#### EXTRACTED MATERIAL:
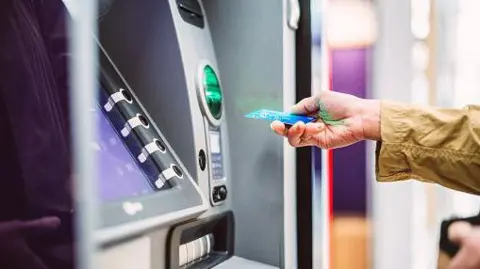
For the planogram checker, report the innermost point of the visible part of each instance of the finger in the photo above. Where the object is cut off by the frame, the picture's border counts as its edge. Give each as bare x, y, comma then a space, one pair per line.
312, 129
458, 231
279, 128
295, 133
306, 106
40, 225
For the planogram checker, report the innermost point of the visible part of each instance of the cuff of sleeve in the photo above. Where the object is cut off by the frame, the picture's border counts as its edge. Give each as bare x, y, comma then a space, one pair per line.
391, 164
394, 122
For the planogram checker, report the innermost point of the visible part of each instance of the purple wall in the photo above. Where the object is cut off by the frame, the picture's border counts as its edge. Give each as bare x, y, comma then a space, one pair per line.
349, 75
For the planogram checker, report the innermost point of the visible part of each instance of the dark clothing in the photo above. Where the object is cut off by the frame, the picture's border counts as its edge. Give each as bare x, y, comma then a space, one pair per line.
35, 179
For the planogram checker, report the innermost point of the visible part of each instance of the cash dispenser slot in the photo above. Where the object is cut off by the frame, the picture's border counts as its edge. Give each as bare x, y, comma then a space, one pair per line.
203, 243
191, 12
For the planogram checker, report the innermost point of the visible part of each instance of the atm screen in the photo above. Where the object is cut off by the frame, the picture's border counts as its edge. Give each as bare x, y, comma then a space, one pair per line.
119, 176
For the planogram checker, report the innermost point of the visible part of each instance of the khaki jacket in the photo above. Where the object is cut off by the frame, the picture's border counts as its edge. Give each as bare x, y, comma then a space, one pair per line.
430, 145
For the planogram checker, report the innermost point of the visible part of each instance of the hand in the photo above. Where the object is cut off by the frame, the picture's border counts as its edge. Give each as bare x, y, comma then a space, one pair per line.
468, 237
343, 120
14, 248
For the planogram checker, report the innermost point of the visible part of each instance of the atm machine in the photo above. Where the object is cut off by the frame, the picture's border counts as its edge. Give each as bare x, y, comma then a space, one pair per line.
212, 189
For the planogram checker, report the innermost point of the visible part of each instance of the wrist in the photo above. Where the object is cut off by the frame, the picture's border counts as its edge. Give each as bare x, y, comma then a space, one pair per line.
370, 114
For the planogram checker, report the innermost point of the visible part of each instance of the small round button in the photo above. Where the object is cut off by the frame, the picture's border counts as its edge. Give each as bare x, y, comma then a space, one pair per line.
177, 170
202, 159
222, 192
126, 94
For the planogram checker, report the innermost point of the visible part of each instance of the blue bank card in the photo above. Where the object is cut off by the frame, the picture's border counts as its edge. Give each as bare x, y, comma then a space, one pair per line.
284, 117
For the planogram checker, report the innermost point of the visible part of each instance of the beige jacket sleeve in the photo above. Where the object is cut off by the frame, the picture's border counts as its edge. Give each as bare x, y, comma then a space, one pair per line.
431, 145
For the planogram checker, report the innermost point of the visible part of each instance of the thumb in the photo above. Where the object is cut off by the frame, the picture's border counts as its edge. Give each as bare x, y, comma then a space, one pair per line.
458, 231
306, 106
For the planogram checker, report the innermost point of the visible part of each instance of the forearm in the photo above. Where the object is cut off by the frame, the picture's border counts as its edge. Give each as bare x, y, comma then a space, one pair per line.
428, 144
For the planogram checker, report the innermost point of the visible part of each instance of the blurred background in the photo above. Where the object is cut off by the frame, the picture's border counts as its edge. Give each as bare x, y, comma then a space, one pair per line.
418, 51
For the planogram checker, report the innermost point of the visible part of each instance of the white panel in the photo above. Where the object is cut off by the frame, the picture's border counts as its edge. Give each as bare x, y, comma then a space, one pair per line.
289, 156
392, 76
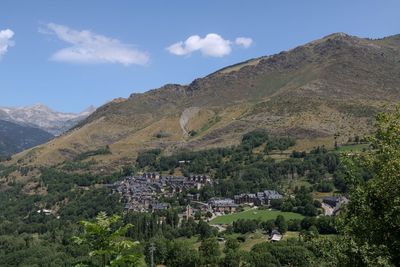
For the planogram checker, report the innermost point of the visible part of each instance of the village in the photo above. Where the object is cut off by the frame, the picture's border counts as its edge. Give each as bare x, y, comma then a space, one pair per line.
142, 193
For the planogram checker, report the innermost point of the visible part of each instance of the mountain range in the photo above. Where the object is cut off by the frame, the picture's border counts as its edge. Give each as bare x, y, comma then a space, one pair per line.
324, 91
15, 138
42, 117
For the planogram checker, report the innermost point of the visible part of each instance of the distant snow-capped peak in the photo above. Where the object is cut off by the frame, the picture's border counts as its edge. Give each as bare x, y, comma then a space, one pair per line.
41, 116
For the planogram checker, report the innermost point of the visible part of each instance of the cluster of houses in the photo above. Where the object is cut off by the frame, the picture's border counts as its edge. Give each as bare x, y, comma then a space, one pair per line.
228, 205
334, 203
141, 193
258, 199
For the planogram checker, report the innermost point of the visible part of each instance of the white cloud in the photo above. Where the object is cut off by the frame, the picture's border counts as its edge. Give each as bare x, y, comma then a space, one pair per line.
5, 41
89, 47
244, 41
212, 45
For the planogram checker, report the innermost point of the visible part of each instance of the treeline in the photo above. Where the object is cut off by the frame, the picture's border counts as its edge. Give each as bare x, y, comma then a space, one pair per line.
320, 225
241, 168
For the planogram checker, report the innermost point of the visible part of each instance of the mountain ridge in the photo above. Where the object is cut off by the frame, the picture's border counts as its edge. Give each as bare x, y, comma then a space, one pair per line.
15, 138
42, 117
328, 90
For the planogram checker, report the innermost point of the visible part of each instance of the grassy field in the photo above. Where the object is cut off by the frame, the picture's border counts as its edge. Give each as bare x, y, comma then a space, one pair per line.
263, 215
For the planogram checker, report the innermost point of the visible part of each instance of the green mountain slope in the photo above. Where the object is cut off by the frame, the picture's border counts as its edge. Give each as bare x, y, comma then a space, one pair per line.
328, 88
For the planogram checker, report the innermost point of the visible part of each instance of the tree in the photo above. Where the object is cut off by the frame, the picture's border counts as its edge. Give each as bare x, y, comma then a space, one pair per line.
371, 221
181, 254
280, 222
107, 243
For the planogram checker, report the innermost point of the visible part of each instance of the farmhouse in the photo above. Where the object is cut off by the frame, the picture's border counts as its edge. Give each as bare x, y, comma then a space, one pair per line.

#### SHORT TASK:
Copy the data character for character, but drop all pictures from the copy.

#### SOLVED PROBLEM:
For the planogram checker, report the innermost point of the visible part of each instance of the finger in the photo above. Where the object is cut off by the frame, the picture's border counts as its edge. Give each as bare x, y, comma then a space, one pair per line.
312, 129
458, 231
279, 128
295, 133
306, 106
40, 225
For the planogram checker, report the innermost point of the visible part of each instance of the cuff of sleeve in the photo above. Where the object is cut off by the frame, the picture's border counts as its edge. Give each as bare x, y, comma then a space, one pair per line.
391, 164
394, 122
For the planogram checker, report the innermost point of the visible part of each instance of the purple wall in the photo above. Where the object is cut off by the frame, the picture's border counts as its edge. Give each as bare x, y, comma then a space, one pair per line.
349, 75
For the planogram checker, report the innermost point of the visible part of each instance of the dark clothing in the photo above. Where the object is cut off by the frame, the picture's border counts as its edge. Give each as bare x, y, comma then a space, one pair per line.
35, 179
For the planogram checker, report the innermost point of the visible part of each instance of the cash dispenser slot in the photo above. Where the object is cut off by the frame, the picture's border counts as its edge. Give each as bare x, y, comma then a space, one pair per line.
203, 243
191, 12
For the planogram checker, report the innermost point of the visible part of each instance of the atm screen in the photo above. Where the object is cut off by the frame, the picture's border counts as its edge. Give each as bare x, y, comma then a space, one pair per line.
119, 176
For the planogram checker, report the innermost point of the visible part of each instance of the khaki jacket in the photo above. Where the object is cut off by the frame, the picture's border counts as its edge. Give each as bare x, y, comma then a space, one pair per line.
430, 145
For the planogram checker, report the innermost point of the visible part of each instance of the hand in the photo above. Where the object is cut off by the frame, the picture's border counts as its edge. Give each as bare x, y, comma then a space, one pair per line.
468, 237
343, 120
14, 248
For the planogram checker, report the innermost point of the visible part of each instance of the atm machine in the photo above. Where the object is cut off by the frame, the picture's border counts as its edge. Give each as bare x, y, comma then a space, one pair per line.
212, 189
For the planogram checker, report the innermost point of the visible part of each instance of the wrist in the photo above. Where the object is cut off by the frame, the picture's border counts as its edge. Give each as bare x, y, comma then a space, one pair per line.
370, 114
For the planogram checker, report the innermost point of the visible part of each instance of the small round button in the photo above. Where the object is cut off by the frame, the picture's border counts as its edge. Give each as bare x, y, comma then a space, one pair per line.
177, 170
202, 159
222, 192
126, 94
For the planogram checker, report the innermost point of the visible part of each instance of the blue bank card in the photo above. Where the object is cut off by the frame, the picture's border counts as its edge. Give each as bare x, y, comma then a space, one pair per line.
284, 117
For the planogram checker, report the innermost point of the visible part of each instance of the beige jacket sleeve in the photo above. Where the object is cut off by the frame, the picture's border counts as its edge. Give each as bare x, y, comma then a space, one pair per line.
431, 145
For the planogram checker, report the innermost point of the visible part of each instance of the thumb in the photo above. Where the object is cut off by the frame, the picture's border counts as its edge. Give each as bare x, y, comma then a space, one pair per line.
458, 231
306, 106
For the planogram checker, report the innermost point of the visible part of each instance of the forearm in the photo above. Where the object is cut off by the frame, the picture's border counts as its edge. Give each as bare x, y, comma then a space, one pair per line.
428, 144
For the planogram checker, report the innermost point of the visible part of each instance of the blurred background in the photo above. Where the object is cut off by the frame, the picture's border counts as its edge. Give each as bare x, y, comma then a space, one pair per line.
418, 51
For the planogram checker, report the innermost point of the visible part of each instance of the white panel in the photo above. Where the object is cut off by the frame, the picture's border counts as its edge. Give each as bare x, y, comma then a space, one pair per line.
289, 156
392, 76
For the planogram checker, report the innermost point of the visible part of each instance of the village in the photo above. Where the object is cut off by the frame, the picture's border counts as its edge. Give each as bare x, y, comma then a space, one pair per line.
142, 193
For the planogram checker, report the innermost point of the visible part of each instance of the mountain range in the photo above. Where the object is cut off by the frame, the picture's border counts as its edge. Give each as bare x, y, comma then a space, one pair per line.
324, 91
15, 138
42, 117
For the planogram checker, report the innermost point of the visible part of each instance of the distant snow-capped peak in the photo above. Where the object is cut off by the frame, the picture's border counts as its edge. Give each as bare x, y, comma then a space, one pair per line.
41, 116
For the planogram checker, report the innermost point of the visible part of each instance of the cluster of houses in the photo above. Where the object is cut off by the frame, the picture's border counts as its edge. Give each as bare x, y, comma then a space, one pair per line.
228, 205
334, 203
141, 193
258, 199
For the planogram checker, report the innermost point of the visible part of each instance of the white cloud in the photo above. Where the object is cut off by the frame, the picture's border counts as its edge. Give each as bare x, y, comma then a space, one pair per line.
5, 41
89, 47
244, 41
212, 45
For the planogram checker, report the innermost point of the visible part of each instance of the treeline in the photo above. Where the object is cut off by the frame, the picture's border counts as its edge. Give each as bare x, y, comma then a space, one pair per line.
320, 225
241, 168
For the planogram checker, report the innermost point of the visible part of each instance of the mountain ridge in the photo above. Where the object is cut off by the frame, the picture's border counts as its edge. Give each as bare x, y, comma then a space, one pair per line.
15, 138
42, 117
328, 90
For the planogram checker, report the innermost point of the visible part of each instance of the grassy field in the photo above. Where the object is cut off by the frame, the picture's border counts as its edge. Give each as bare x, y, comma then a space, one pair per line.
263, 215
For the planogram checker, report the innermost point of the visible part of each instance of the green mountain slope in the photo above. Where the object is cut off by the frame, the picture's border counts as its edge. Give each as bare x, y, comma then a space, one pair per line.
328, 88
For the planogram checker, report the innermost point of the visible part of each instance of the tree in the photo above. Where the object is cut off by the frame, the picture's border counts as its edge. Give each as bare x, y, comma then a space, one pair per line.
371, 221
181, 254
280, 222
107, 243
For the planogram checker, report the innermost point of the visible part of each instance of the farmhouse in the photo above. Where the object is cut off by the frame, the picture's border counts as its edge. Give each as bare x, y, comma then a space, one pair per line.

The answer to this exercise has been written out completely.